- **Selection**:
** start **

The G-Man is a mysterious recurring character and one of the main antagonists in the Half-Life series of first-person shooter video games. Described as a "sinister, interdimensional bureaucrat", he is known to display peculiar behavior and capabilities beyond those of normal humans.

Throughout the story of the Half-Life series, the G-Man plays the role of an overseer and employer: he navigates player-character Gordon Freeman's insertion to, or extraction from, the game-world on several occasions, and his monologues with Freeman reveal his importance to the series' overall narrative. He claims to answer to some unseen higher authority, to which he refers as his "employers". His mysterious nature has made him an icon of the Half-Life series, with his identity and motives remaining almost completely unexplained.

Concept and creation
The G-Man's name comes from "G-man", an American colloquialism meaning "government man". However, within the Half-Life games, he is identified by this name only in the program code and the multiplayer profile menu as a default name option, not within the story itself. His name is derived from his Half-Life model and entity name and has since been reused in subsequent games of the series. His name has been confirmed and referred to in documentaries featuring Valve employees, as well as in the voice-actor credits for Half-Life 2 and in Raising the Bar, a book about game development. 

A description of the G-Man's nature is given in the comment section of the file "npc_G-Man.cpp" in the Source SDK file "sourcesdk.gcf": "// Purpose: The G-Man, misunderstood servant of the people." In the official Half-Life audio script, the G-Man is referred to as "Administrator", suggesting he is the one overseeing experiments. This title was later retconned to refer to Wallace Breen.

Frank Sheldon, the person on whom the G-Man's Half-Life 2 model is based, was originally slated to be the model for Dr. Breen. He was chosen for the G-Man's appearance after Bill Van Buren created a modified image of Sheldon, with chopped-off hair and a scaled-down face shape. Doug Wood, who designed the facial expressions of the Half-Life 2 G-Man model, wanted the player to never quite know what side the G-Man was on by giving him ambiguous facial expressions.

** end **

(Saved data records)
** start **

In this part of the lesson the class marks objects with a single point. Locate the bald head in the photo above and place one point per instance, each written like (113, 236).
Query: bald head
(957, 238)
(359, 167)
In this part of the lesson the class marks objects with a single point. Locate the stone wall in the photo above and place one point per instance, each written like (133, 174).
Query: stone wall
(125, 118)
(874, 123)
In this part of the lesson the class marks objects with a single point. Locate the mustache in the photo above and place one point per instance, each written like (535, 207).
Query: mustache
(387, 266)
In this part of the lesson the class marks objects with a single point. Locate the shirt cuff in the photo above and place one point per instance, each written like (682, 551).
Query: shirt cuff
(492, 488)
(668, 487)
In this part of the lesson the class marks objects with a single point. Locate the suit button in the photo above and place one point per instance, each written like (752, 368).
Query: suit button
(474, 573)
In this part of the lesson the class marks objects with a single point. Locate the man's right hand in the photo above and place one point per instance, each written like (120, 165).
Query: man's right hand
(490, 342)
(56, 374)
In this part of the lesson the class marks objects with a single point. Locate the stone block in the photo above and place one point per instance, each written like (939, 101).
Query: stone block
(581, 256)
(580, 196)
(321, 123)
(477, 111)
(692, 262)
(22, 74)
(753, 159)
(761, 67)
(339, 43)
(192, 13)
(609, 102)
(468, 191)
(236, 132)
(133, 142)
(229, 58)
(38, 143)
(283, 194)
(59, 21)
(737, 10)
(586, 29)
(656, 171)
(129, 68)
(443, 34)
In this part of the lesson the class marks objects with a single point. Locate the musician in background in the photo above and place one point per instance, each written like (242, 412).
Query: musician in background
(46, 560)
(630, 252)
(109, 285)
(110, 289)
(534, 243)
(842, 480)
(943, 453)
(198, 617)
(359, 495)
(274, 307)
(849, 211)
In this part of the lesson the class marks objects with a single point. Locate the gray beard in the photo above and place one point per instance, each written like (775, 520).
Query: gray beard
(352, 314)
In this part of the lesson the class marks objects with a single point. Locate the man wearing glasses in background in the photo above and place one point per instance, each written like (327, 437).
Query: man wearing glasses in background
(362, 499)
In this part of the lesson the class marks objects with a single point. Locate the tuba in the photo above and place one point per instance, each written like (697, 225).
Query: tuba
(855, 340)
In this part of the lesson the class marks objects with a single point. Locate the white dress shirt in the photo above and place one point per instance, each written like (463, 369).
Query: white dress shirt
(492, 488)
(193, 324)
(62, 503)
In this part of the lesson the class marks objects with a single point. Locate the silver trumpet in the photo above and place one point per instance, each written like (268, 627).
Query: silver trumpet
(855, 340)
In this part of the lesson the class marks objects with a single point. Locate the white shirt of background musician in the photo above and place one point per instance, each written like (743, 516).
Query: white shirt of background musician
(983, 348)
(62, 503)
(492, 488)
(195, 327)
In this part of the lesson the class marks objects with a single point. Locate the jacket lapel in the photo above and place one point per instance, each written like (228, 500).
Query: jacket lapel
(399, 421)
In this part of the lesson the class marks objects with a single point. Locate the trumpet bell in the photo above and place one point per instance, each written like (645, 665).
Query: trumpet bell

** end **
** start **

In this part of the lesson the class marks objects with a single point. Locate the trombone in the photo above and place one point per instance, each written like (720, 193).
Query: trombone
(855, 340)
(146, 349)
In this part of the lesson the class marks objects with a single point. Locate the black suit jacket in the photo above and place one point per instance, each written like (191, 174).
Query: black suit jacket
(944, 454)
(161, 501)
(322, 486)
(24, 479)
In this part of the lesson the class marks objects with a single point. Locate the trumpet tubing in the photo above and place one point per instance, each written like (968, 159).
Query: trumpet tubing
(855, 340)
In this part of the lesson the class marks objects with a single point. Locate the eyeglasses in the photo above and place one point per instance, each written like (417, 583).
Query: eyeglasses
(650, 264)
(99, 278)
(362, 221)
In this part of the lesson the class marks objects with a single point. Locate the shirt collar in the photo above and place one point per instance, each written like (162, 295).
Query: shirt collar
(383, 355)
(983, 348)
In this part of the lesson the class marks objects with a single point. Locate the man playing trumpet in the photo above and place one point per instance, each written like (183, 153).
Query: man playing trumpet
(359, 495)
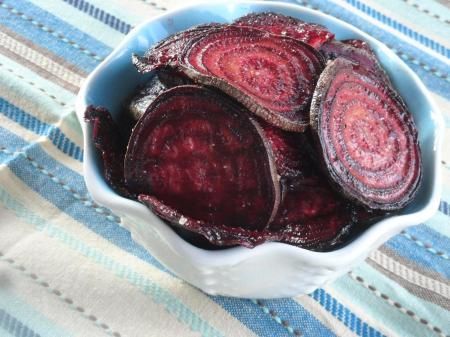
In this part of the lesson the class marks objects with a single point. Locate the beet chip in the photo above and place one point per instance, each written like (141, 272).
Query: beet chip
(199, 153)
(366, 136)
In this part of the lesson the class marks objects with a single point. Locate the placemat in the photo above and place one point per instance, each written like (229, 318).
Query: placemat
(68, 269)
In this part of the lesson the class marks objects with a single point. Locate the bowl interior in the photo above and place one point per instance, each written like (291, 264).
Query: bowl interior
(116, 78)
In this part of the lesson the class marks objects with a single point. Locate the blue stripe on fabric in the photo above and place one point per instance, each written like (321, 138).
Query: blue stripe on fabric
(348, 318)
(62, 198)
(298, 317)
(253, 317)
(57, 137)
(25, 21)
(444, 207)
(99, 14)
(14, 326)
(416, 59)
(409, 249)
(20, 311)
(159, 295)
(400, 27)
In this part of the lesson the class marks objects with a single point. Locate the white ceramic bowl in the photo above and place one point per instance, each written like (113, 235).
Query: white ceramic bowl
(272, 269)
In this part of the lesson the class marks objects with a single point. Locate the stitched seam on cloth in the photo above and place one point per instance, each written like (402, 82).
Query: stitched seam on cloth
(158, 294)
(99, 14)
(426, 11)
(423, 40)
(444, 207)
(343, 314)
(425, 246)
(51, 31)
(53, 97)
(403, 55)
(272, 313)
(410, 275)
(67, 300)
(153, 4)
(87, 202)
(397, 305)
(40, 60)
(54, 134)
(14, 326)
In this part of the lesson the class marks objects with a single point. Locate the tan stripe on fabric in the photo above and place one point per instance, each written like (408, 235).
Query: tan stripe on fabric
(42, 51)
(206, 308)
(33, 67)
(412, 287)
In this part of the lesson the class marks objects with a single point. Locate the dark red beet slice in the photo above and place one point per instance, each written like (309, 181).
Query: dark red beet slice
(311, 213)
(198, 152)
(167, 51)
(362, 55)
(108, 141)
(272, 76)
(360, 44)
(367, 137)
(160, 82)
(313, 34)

** end **
** start **

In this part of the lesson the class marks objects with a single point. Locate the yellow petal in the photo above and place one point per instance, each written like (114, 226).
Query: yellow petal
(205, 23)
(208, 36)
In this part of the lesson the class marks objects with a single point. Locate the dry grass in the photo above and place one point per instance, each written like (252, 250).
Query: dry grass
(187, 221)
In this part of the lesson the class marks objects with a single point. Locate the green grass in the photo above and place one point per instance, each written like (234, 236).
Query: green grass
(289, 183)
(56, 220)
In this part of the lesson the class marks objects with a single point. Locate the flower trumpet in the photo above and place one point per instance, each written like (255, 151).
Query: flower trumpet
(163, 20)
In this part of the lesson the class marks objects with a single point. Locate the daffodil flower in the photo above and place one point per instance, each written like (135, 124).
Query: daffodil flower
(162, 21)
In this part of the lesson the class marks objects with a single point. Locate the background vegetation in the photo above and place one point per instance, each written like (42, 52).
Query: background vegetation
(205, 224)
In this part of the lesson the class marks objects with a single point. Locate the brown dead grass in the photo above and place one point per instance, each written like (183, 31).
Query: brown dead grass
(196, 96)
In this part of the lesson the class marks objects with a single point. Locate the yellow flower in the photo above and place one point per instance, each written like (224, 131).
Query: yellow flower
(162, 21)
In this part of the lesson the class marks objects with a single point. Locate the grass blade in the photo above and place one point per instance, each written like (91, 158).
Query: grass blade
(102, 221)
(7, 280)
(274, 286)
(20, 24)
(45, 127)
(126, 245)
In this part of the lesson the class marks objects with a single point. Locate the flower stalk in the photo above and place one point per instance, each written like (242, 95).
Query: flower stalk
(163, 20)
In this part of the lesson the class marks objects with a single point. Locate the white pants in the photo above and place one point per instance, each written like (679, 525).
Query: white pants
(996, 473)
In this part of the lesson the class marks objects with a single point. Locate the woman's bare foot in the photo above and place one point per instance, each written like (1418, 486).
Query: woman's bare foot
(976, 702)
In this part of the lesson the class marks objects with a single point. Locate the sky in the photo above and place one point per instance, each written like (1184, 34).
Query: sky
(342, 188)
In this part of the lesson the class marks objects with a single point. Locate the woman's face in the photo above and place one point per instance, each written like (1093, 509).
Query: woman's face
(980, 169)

** end **

- **Task instructions**:
a: Decide whether each statement agrees with the passage on the G-Man, answering yes or no and quoting the deciding words of the passage: (i) Within the story of the Half-Life games, the character is identified by the name G-Man. (ii) Frank Sheldon was originally slated to be the model for Dr. Breen. (iii) Doug Wood designed the facial expressions of the Half-Life 2 G-Man model.
b: State how many lines of the rows contain the word "tuba", giving only the number.
The passage on the G-Man and the rows are separate, unrelated material.

- **Set of answers**:
a:
(i) No: "he is identified by this name only in the program code and the multiplayer profile menu as a default name option, not within the story itself."
(ii) Yes: "Frank Sheldon, the person on whom the G-Man's Half-Life 2 model is based, was originally slated to be the model for Dr. Breen."
(iii) Yes: "Doug Wood, who designed the facial expressions of the Half-Life 2 G-Man model"

b: 2